(Supplied text):
┌──

1. Agriculture World

Kerala Agricultural University Develops Fertilizer from Human Hair Waste

Abha Toppo
Abha Toppo

Proper disposal of human hair waste is a big problem for salons and beauty parlours. But for Mr. K Mohankumar - owner of a waste management society in Attingal near Thiruvananthapuram, it is a source of wealth. All thanks to the technology transferred by the Kerala Agricultural University (KAU) to produce liquid fertiliser from the human hair waste.

The University has successfully invented a technology to treat human hair with chemical & thermal treatments. The hair samples were degraded using chemical agents with the combined application of heat, followed by neutralization.

The black solution obtained after the procedure with milder odours was found to be a useful supplement for leafy vegetables - containing high concentration of nitrogen, phosphorous & potassium.

Mohankumar, head of the Kasargodu Social Service Society that executes waste management in Attingal, received the technology from Kerala Agriculture University. He started producing 1 litre of manure from 20 gm of hair on a test basis. He told media that “The trial dose was a success, as the plants sprinkled with the diluted solution were found to have vigorous growth & early flowering than normal fertiliser application”.

└──

(Data for review):
┌──

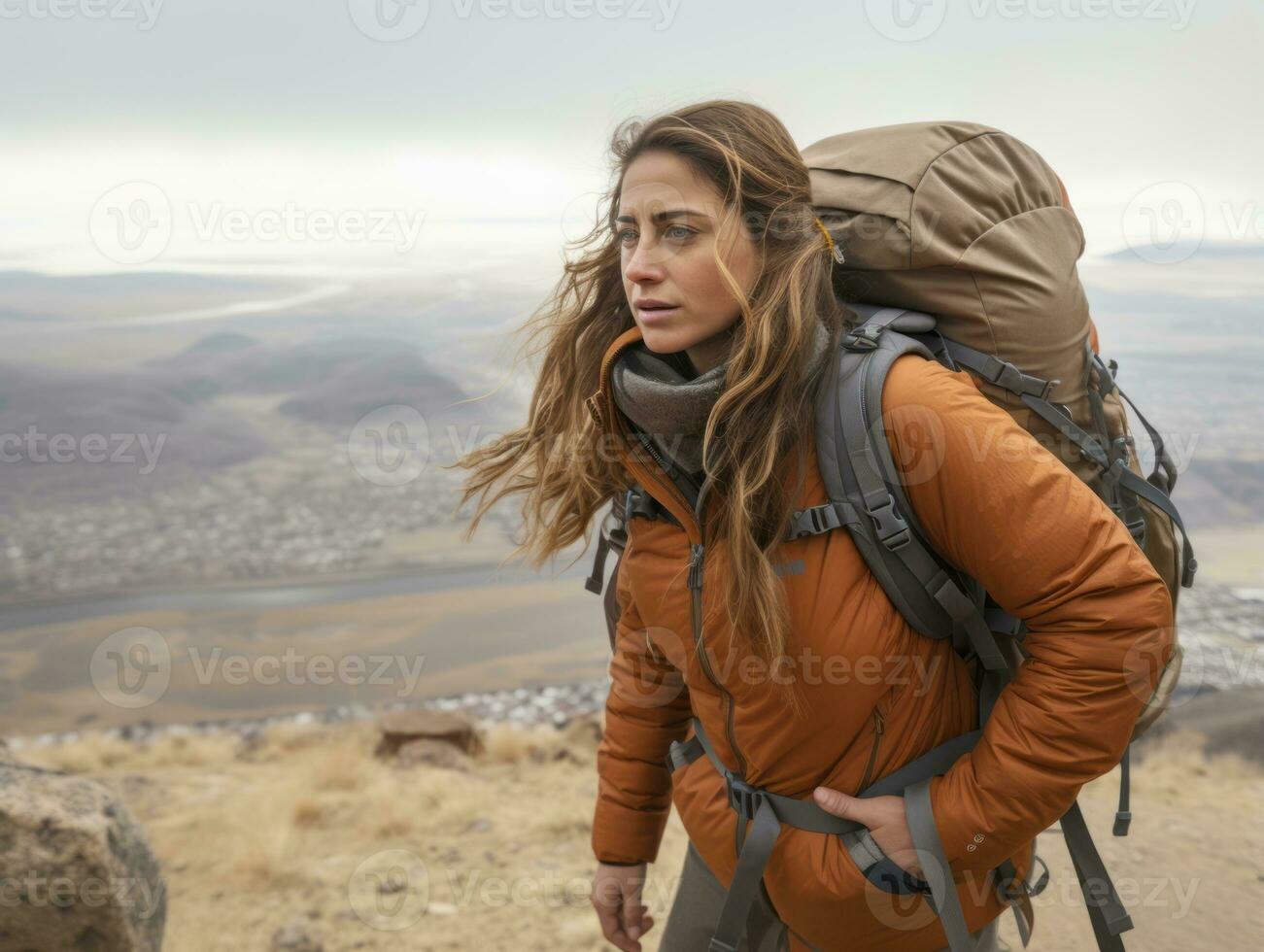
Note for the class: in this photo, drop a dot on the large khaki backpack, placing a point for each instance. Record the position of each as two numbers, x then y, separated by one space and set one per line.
958 243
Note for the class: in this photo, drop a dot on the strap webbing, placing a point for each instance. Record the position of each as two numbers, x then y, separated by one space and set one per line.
1122 816
1107 910
935 867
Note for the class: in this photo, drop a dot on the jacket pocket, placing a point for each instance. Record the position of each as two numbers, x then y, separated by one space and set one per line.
878 727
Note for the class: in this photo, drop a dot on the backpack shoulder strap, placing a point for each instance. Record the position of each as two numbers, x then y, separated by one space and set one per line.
860 473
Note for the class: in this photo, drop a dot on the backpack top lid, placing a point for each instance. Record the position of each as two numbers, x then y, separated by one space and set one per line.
964 221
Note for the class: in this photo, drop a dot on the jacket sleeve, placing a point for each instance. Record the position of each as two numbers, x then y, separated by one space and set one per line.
1004 508
646 709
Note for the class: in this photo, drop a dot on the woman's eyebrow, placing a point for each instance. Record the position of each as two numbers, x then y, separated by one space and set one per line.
664 215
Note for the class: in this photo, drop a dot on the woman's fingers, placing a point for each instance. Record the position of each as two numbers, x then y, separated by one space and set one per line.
624 918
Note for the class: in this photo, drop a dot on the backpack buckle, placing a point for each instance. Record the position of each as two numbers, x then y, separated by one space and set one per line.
864 338
893 531
743 798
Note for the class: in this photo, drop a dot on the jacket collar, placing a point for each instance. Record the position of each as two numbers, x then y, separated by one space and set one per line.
613 428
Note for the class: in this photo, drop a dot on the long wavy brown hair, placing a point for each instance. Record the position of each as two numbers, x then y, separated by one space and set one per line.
767 410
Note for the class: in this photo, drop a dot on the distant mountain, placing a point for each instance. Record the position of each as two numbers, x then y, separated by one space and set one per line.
330 381
1218 251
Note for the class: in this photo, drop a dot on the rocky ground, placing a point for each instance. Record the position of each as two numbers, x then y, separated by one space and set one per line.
297 837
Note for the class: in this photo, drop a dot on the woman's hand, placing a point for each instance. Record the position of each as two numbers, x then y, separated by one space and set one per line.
885 818
617 898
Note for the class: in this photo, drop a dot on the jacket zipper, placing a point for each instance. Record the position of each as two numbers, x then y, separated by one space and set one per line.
878 724
694 579
697 553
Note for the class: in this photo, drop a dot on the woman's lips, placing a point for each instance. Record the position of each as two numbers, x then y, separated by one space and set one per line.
652 315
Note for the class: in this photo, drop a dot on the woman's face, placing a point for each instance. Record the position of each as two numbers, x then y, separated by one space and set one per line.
668 224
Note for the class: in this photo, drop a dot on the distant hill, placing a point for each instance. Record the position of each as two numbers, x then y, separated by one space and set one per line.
1220 251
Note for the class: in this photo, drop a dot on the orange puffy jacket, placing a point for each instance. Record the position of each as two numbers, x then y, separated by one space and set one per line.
1000 507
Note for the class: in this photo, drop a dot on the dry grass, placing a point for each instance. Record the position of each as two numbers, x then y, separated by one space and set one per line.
252 835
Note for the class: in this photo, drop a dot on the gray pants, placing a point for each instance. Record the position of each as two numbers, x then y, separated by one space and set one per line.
698 901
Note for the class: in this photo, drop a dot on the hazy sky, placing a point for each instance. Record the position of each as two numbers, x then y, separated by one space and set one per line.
500 109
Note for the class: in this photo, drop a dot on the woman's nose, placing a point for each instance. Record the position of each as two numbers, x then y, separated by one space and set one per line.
646 264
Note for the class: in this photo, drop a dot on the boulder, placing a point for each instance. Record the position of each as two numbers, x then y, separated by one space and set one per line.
76 870
399 727
427 751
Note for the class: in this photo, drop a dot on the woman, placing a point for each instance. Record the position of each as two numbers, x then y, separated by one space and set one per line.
683 352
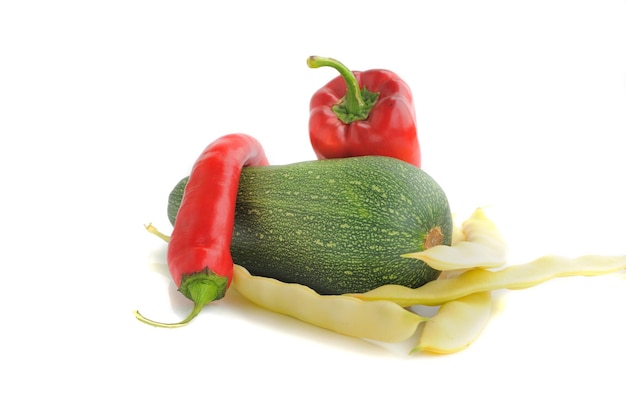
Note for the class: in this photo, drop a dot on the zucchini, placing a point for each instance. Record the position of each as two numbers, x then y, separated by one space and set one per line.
337 225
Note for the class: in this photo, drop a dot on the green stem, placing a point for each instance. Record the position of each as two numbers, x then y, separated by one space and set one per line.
353 99
202 288
357 103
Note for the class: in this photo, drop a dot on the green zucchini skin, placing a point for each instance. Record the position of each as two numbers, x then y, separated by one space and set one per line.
337 225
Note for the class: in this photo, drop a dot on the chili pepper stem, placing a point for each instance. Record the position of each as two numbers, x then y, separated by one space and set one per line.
357 103
201 288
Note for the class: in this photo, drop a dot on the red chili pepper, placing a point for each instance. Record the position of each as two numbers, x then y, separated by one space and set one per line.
198 253
363 113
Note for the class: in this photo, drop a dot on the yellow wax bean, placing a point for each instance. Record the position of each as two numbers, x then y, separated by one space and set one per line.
456 325
481 247
381 320
519 276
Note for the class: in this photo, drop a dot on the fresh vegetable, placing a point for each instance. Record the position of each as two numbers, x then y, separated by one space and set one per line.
363 113
198 254
519 276
380 321
456 325
338 225
482 246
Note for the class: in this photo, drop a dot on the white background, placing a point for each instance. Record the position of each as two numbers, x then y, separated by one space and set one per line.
104 106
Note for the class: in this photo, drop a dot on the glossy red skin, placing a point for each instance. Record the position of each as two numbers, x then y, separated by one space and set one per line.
204 225
390 130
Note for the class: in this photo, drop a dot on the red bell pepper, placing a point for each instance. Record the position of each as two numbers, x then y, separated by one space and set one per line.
363 113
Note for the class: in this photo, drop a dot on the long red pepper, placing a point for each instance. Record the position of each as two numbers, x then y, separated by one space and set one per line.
363 113
198 253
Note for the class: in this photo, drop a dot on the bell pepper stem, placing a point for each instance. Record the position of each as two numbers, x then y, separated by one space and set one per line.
358 102
353 99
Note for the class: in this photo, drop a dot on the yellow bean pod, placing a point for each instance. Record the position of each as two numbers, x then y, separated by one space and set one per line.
519 276
480 246
380 321
456 325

└──

(Required actions):
1) Answer these questions using the article on fertilizer from hair waste:
(a) What kind of fertilizer does the university's technology produce from human hair waste?
(b) Which three nutrients does the black solution contain in high concentration?
(c) How much hair did Mohankumar use to produce 1 liter of manure on a test basis?
2) Write the next part of the article on fertilizer from hair waste, picking up after its final sentence.
The items above were taken from a different source than the article on fertilizer from hair waste.

(Activity answers):
1)
(a) Liquid fertilizer.
(b) Nitrogen, phosphorous and potassium.
(c) 20 gm of hair.

2)
Mohankumar said, “We are collecting around 5 to 6 kg of human hair on a daily basis as part of waste collection in Attingal and convert it into liquid manure at the mini lab in town. We have also urged salons to keep aside used blades from hair waste before handing it over to our collection agents”.

Professor of Agricultural Microbiology at KAU, D Girija, who headed the research work, told that the concentrated solution received from hair samples was standardized to be applied to crops after diluting it with five-fold quantity of water. The product, when sprayed on okra crop at KAU campus had increased the height, vigour and yield of the crop.

KAU’s technology is presently under evaluation by various government agencies and it is awaiting permission for commercial production of human hair fertiliser. This technology or its slightly changed version may possibly help convert poultry feather waste, animal fur & other similar materials also into fertiliser.